Entries provided ▸
↓↓↓
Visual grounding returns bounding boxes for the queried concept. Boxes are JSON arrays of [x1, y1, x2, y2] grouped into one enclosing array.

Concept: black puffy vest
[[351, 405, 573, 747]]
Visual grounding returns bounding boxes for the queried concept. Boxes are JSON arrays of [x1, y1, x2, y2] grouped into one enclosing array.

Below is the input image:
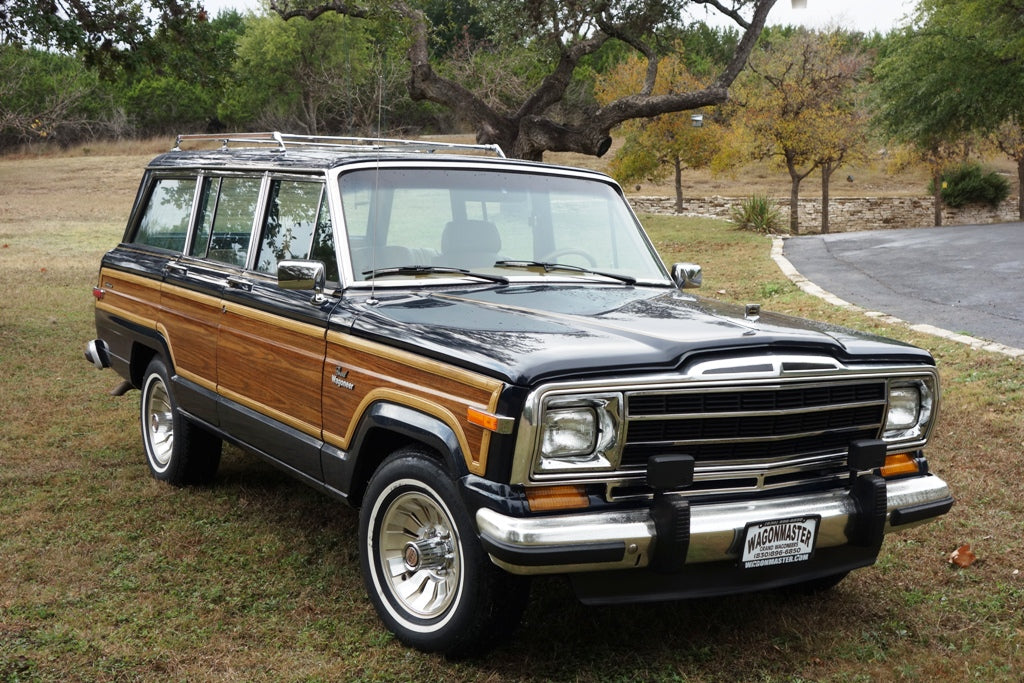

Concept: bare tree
[[270, 0, 775, 160]]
↑↑↑
What the task asks ▸ Reproduce each of the entries above verbatim, omitting the image.

Complete response ▸
Visual grounding returns bounding boxes for the queried concept. Boxes are JSON arrays of [x1, y1, x2, y2] grouped into one enclosing array.

Concept: black puffy vest
[[351, 405, 573, 747]]
Visual grounding returns bounding boxes for the queried concept. Boxes are JSON arrays of [x1, y1, x2, y2] grouped into one enclosing array.

Below is the input image:

Concept: bare tree
[[270, 0, 775, 160]]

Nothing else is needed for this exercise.